REQUIRED TASKS »
1. Answer these about the text on delayed hospital discharges in Scotland:
(a) What was the peak number of delayed discharges per day, and in which month was it reached?
(b) What percentage of delays were described as "complex"?
(c) How many prolonged stays were linked to mental health specialities?
2. Pick up the text on delayed hospital discharges in Scotland after its final sentence and write the next part.

TEXT SEGMENT »
● ● ● ● ●

On average, there were 982 patients every day who were clinically ready for discharge from hospital taking up beds because of delays.
According to a Public Health Scotland annual report, the number of delayed discharges plummeted at the start of the pandemic as patients were moved or sent home to create space in preparation for dealing with those infected with Covid-19.
Between March last year and April 2020, the average number of days of delayed discharge more than halved from 1,452 to 676.
But, since April 2020, delayed discharges increased in all but three months, reaching a peak of 1,135 per day in January 2021, followed by 1,088 daily cases and 1,092 delays in the final two months of the financial year.
NHS Scotland figures for the year ending March 31 also reveal 63 per cent of the occupied beds in delayed discharge cases were for people over 75, with the remaining 130,902 bed days (37 per cent ) occupied by people aged 18-74.
Almost a third (65 per cent) of delays were due to the health and social care system, with care arrangement delays responsible for 28 per cent of cases, a lack of availability in other settings such as care homes blamed for 22%, and patients awaiting community care assessments causing 15 per cent of delays.
There were 30 per cent described as “complex” delay reasons, such as awaiting a place in a specialist facility, where an interim move is not appropriate or if the person legally lacks the capacity to be moved.
Reasons such as patient and family-related delays, awaiting funding and transport, accounted for the other 5 per cent of delays.
Delayed discharges linked to mental health specialities accounted for 79,650 (22 per cent) of all the clinically-unnecessary prolonged stays across Scotland.

● ● ● ● ●

DATASET EXCERPTS »

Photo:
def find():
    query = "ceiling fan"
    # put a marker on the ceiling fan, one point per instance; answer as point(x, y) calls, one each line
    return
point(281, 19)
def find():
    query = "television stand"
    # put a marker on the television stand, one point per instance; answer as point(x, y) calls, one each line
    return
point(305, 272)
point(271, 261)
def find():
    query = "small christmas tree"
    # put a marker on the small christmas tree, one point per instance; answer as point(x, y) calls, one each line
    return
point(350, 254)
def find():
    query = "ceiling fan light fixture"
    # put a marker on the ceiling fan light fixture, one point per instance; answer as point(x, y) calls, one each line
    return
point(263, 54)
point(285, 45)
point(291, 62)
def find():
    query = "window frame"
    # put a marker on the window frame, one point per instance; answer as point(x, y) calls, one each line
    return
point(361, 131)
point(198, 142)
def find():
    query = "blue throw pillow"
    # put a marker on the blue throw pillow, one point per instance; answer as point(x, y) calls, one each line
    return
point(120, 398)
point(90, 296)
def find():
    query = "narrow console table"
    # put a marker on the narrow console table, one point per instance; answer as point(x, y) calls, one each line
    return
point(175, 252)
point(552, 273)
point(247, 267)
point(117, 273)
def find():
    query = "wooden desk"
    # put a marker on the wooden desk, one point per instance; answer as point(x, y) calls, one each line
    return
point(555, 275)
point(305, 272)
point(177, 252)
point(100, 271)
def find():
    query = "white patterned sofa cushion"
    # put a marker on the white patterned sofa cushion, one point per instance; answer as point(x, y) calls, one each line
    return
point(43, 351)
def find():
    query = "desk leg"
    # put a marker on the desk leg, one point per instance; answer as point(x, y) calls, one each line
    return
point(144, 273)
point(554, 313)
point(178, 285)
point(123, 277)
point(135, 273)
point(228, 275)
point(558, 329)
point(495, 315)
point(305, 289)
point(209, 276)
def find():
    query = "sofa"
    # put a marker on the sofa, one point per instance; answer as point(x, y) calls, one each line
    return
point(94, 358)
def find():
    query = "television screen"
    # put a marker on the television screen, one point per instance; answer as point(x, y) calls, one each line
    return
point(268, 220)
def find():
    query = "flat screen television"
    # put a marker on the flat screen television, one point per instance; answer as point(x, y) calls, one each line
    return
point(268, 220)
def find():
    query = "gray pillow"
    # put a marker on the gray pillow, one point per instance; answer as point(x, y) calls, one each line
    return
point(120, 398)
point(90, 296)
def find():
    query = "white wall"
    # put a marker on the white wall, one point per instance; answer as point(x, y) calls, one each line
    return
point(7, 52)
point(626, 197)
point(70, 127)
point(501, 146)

● ● ● ● ●

REPLIES »
1.
(a) 1,135 per day, in January 2021
(b) 30 per cent
(c) 79,650 (22 per cent)

2.
Across the whole year, the average daily number of delayed discharge beds occupied fell by 34 per cent compared to 2019/20, with the report stating: “This decrease will be influenced by the measures put in place to respond to Covid-19.”
NHS Greater Glasgow & Clyde is the health board with the highest average daily number of beds occupied by people who were delayed (234), followed by NHS Lothian with 141 and NHS Lanarkshire with 128.
NHS Shetland showed the lowest average daily number with one bed occupied per day by people delayed in their discharge and NHS Dumfries & Galloway is the lowest of the mainland health boards with 25 per day on average.
A Scottish Government spokesman said: “We are committed to safely reducing delayed discharge because being at home or in a community setting is in the best interests of people who no longer require hospital treatment.
“Today’s report shows that there has been a 34 per cent reduction in bed days lost due to delays between March 2020 and March 2021. Clearly steps taken during the pandemic to protect patients and protect the NHS are being shown in today’s findings.
“We are clear that decisions about care and treatment should always be clinically based, in the individual’s best interests, and taken in consultation with the individual or their families and representatives.”